Nothing should differ between your answer and the records below.
━━ Dataset records ━━
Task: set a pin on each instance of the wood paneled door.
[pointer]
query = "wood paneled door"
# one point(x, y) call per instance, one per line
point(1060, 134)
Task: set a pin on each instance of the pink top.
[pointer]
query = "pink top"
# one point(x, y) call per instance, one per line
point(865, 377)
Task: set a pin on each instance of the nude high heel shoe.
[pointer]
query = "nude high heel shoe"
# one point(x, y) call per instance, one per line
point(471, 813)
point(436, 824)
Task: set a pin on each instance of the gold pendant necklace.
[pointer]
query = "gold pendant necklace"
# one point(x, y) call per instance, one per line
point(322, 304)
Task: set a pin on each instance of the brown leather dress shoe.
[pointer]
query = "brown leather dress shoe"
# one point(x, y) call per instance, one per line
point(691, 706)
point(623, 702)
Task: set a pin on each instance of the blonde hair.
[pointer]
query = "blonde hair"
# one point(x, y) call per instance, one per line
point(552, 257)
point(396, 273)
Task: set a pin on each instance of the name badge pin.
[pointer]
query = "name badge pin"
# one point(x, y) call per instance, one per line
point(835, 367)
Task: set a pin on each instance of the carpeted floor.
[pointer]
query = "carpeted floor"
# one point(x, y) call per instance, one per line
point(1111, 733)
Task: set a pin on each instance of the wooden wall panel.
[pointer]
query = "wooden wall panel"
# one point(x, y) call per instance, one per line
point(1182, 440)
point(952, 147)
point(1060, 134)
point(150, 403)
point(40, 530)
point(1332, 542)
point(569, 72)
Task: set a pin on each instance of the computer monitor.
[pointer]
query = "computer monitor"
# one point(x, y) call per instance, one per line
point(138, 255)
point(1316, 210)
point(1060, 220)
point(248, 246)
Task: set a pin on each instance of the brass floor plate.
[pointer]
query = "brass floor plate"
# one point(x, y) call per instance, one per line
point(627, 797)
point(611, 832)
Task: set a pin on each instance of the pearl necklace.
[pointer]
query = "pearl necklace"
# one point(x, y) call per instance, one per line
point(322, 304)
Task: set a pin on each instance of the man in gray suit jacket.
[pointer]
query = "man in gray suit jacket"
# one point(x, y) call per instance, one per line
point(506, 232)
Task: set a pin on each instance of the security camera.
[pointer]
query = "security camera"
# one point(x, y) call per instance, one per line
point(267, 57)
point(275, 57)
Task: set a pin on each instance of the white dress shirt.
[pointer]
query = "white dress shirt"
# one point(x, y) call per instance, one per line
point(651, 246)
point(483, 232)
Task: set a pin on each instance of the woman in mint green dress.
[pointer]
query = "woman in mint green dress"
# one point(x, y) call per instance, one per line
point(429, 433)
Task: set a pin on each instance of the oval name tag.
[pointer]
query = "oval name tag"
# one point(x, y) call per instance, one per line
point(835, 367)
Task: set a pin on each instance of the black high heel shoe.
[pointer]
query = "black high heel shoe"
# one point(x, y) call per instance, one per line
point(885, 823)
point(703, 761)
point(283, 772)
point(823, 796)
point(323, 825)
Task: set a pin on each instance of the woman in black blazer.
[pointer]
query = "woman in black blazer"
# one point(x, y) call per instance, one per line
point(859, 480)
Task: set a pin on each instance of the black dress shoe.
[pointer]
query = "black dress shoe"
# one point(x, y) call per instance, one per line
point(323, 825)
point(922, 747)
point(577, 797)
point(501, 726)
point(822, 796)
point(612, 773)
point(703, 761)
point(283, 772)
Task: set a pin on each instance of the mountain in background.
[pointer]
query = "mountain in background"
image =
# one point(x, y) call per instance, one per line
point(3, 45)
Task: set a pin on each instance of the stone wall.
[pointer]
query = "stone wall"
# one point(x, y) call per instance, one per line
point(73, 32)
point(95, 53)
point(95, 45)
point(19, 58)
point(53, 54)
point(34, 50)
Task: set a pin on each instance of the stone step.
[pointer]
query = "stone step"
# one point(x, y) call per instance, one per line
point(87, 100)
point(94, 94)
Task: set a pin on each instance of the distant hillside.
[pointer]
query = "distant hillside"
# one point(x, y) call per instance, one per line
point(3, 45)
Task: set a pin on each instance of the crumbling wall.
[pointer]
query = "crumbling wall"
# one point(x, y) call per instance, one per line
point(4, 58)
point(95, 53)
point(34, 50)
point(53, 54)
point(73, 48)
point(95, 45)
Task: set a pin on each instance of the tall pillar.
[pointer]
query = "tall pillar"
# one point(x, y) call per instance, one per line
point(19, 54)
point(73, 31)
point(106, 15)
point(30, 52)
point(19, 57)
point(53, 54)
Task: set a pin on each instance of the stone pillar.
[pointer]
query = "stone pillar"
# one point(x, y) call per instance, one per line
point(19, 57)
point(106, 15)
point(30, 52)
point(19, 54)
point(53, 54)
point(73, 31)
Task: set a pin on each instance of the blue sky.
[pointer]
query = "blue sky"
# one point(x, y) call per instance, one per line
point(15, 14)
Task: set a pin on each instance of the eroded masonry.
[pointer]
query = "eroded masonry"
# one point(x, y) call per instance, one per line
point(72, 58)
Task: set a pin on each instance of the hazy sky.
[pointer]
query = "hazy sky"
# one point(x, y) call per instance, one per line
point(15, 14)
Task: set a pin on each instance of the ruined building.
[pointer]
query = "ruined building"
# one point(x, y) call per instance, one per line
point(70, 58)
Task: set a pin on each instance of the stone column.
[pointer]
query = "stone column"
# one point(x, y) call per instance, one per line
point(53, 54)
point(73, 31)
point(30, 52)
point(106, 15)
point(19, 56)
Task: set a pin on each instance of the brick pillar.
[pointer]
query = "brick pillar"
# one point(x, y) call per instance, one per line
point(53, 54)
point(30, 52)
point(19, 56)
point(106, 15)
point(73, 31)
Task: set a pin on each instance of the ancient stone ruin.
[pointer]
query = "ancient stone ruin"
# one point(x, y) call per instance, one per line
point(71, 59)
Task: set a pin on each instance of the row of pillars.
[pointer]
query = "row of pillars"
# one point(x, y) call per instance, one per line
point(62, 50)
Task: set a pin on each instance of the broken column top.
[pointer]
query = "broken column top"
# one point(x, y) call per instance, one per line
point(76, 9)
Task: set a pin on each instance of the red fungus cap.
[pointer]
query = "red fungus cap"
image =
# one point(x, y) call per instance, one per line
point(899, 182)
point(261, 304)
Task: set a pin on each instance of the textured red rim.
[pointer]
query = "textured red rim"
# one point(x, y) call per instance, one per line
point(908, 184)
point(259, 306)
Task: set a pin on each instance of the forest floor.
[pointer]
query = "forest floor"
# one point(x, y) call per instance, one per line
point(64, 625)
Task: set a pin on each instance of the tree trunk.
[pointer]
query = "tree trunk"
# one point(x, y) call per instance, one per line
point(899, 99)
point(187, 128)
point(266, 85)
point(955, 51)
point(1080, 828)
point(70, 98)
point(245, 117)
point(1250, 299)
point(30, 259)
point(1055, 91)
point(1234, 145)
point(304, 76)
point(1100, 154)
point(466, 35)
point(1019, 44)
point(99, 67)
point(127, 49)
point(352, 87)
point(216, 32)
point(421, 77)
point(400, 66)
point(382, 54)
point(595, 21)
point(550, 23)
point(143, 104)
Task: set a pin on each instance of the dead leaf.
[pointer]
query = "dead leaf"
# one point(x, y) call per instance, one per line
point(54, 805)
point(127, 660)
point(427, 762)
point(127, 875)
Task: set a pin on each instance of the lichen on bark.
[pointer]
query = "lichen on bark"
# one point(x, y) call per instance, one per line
━━━
[Output for this exercise]
Task: set a pin on each instance of the wood paneled door.
[pointer]
query = "wood paneled door"
# one point(x, y) call per instance, one per line
point(1060, 134)
Task: set a pin on each instance of the pink top.
[pointer]
query = "pink top"
# one point(x, y) call per instance, one per line
point(865, 377)
Task: set a pin on each instance of the nude high heel shoe.
[pointer]
query = "nude high heel shoe"
# one point(x, y) call per instance, one per line
point(471, 813)
point(436, 824)
Task: set a pin on each instance of the gold pendant necklace.
[pointer]
query = "gold pendant necklace"
# one point(x, y) call per instance, one per line
point(322, 304)
Task: set a pin on each instance of the brown leather dress shoe.
[pointer]
query = "brown leather dress shoe"
# one point(x, y) call per instance, one per line
point(691, 706)
point(623, 702)
Task: set a pin on each instance of the blonde hair.
[pointer]
query = "blonde hair"
# one point(x, y) call per instance, one per line
point(552, 257)
point(396, 273)
Task: set a pin on each instance of the name badge pin.
[pointer]
query = "name badge pin"
# one point(x, y) call per instance, one per line
point(835, 367)
Task: set a pin on each instance of the carpeted floor.
[pointer]
query = "carpeted floor"
# one point(x, y) call per instance, one per line
point(1111, 733)
Task: set a pin on each instance of the wooden wall panel.
[pointer]
query = "wooden wall panel"
# one point(x, y) call per instance, one per line
point(1182, 440)
point(952, 147)
point(1060, 134)
point(150, 403)
point(40, 530)
point(1332, 542)
point(569, 72)
Task: set a pin on each instance of the computer monitor.
[pointer]
query = "computer monitor"
# one point(x, y) call per instance, one per line
point(138, 255)
point(1316, 210)
point(1060, 220)
point(248, 246)
Task: set a pin on each instance of the brass floor plate.
[pointer]
query = "brass floor plate"
# one point(x, y) call per instance, one per line
point(627, 797)
point(611, 832)
Task: set a pin on each instance of the pearl necklace.
[pointer]
query = "pearl necklace"
# one point(x, y) call per instance, one per line
point(322, 304)
Task: set a pin on each instance of the man in gray suit jacket.
[pointer]
query = "man in gray suit jacket"
# one point(x, y) call per instance, one per line
point(506, 232)
Task: set a pin on each instance of the security camera.
[pointer]
query = "security camera"
# one point(x, y) call per instance, one per line
point(267, 57)
point(275, 57)
Task: set a pin on each instance of the white dress shirt.
[pointer]
query = "white dress shirt"
# one point(x, y) call per instance, one per line
point(651, 246)
point(483, 232)
Task: set a pin on each instance of the woman in mint green dress.
[pointer]
query = "woman in mint green dress"
# one point(x, y) call per instance, one per line
point(429, 433)
Task: set a pin on each instance of the oval name tag.
[pointer]
query = "oval name tag"
# one point(x, y) call per instance, one per line
point(835, 367)
Task: set a pin on each instance of the black high heel shoe.
[pointer]
query = "black high heel shoe"
# one point(x, y) call per instance, one per line
point(885, 823)
point(703, 761)
point(283, 772)
point(823, 796)
point(323, 825)
Task: set a pin on each instance of the woman in black blazer.
[pointer]
query = "woman in black blazer"
# one point(x, y) call per instance, one per line
point(859, 480)
Task: set a pin on each instance of the black dress shoe.
[pointer]
query = "black dress shoe"
# one point(x, y) call per instance, one per line
point(323, 825)
point(922, 747)
point(577, 797)
point(501, 726)
point(822, 796)
point(612, 773)
point(703, 761)
point(283, 772)
Task: set a pin on each instance of the mountain in background.
[pointer]
query = "mountain in background"
image =
# one point(x, y) call per instance, one per line
point(3, 45)
Task: set a pin on each instance of the stone wall.
[pointer]
query = "stone wall"
# one point(x, y) call per instance, one per line
point(73, 32)
point(95, 53)
point(95, 45)
point(19, 58)
point(53, 54)
point(34, 50)
Task: set a pin on each instance of the stone step.
[pointer]
query = "stone step"
# one point(x, y) call per instance, one per line
point(87, 100)
point(94, 94)
Task: set a pin on each instance of the distant hillside.
[pointer]
query = "distant hillside"
# one point(x, y) call per instance, one per line
point(3, 45)
Task: set a pin on each instance of the crumbling wall.
[pointer]
query = "crumbling wall"
# one point(x, y) call per instance, one per line
point(4, 58)
point(95, 53)
point(34, 50)
point(53, 54)
point(73, 48)
point(95, 45)
Task: set a pin on each instance of the tall pillar.
[pointer]
query = "tall pillar"
# one point(x, y) call per instance, one per line
point(19, 54)
point(73, 31)
point(106, 15)
point(30, 52)
point(19, 57)
point(53, 54)
Task: set a pin on each instance of the stone pillar.
[pointer]
query = "stone pillar"
# one point(x, y) call per instance, one per line
point(19, 57)
point(106, 15)
point(30, 52)
point(19, 54)
point(53, 54)
point(73, 31)
Task: set a pin on each instance of the blue sky.
[pointer]
query = "blue sky"
# one point(x, y) call per instance, one per line
point(15, 14)
Task: set a pin on each instance of the eroded masonry.
[pointer]
query = "eroded masonry"
# one point(x, y) call per instance, one per line
point(72, 58)
Task: set a pin on each instance of the hazy sky.
[pointer]
query = "hazy sky"
# one point(x, y) call per instance, one per line
point(15, 14)
Task: set a pin on each instance of the ruined building.
[pointer]
query = "ruined building"
# one point(x, y) call per instance, one per line
point(70, 58)
Task: set a pin on each instance of the stone column.
[pointer]
query = "stone column"
# one point(x, y) call per instance, one per line
point(53, 54)
point(73, 31)
point(30, 52)
point(106, 15)
point(19, 56)
Task: set a pin on each instance of the brick pillar.
[pointer]
query = "brick pillar"
# one point(x, y) call per instance, one per line
point(53, 54)
point(30, 52)
point(19, 56)
point(106, 15)
point(73, 31)
Task: set a pin on each instance of the ancient stone ruin.
[pointer]
query = "ancient stone ruin"
# one point(x, y) call per instance, one per line
point(71, 59)
Task: set a pin on each instance of the row of pillars.
[pointer]
query = "row of pillars"
# one point(x, y) call per instance, one per line
point(62, 50)
Task: set a pin on each instance of the broken column top.
[pointer]
query = "broken column top"
# one point(x, y) call per instance, one per line
point(76, 9)
Task: set a pin on each instance of the red fungus cap.
[pointer]
query = "red fungus cap"
image =
# one point(x, y) call per instance, one per line
point(899, 182)
point(261, 304)
Task: set a pin on each instance of the textured red rim.
[pointer]
query = "textured red rim"
# one point(x, y) call per instance, one per line
point(908, 184)
point(259, 306)
Task: set a pin on each instance of the forest floor.
[pointer]
query = "forest floor"
# one point(x, y) call per instance, one per line
point(64, 625)
Task: set a pin on each instance of the tree trunk.
[pointer]
query = "tree trunk"
# one point(x, y) call per instance, one per line
point(899, 99)
point(187, 128)
point(266, 85)
point(955, 51)
point(1080, 828)
point(70, 98)
point(245, 117)
point(1250, 299)
point(30, 259)
point(1055, 91)
point(1234, 145)
point(304, 76)
point(1100, 154)
point(466, 35)
point(1019, 44)
point(99, 67)
point(127, 49)
point(352, 87)
point(216, 32)
point(421, 77)
point(400, 66)
point(382, 54)
point(595, 21)
point(550, 23)
point(143, 104)
Task: set a pin on each instance of the dead leaf.
[pointer]
query = "dead leaf"
# one point(x, y) call per instance, one per line
point(54, 805)
point(127, 660)
point(427, 762)
point(127, 875)
Task: set a pin on each instance of the lichen on bark.
[pointer]
query = "lichen on bark"
# one point(x, y) call per instance, one per line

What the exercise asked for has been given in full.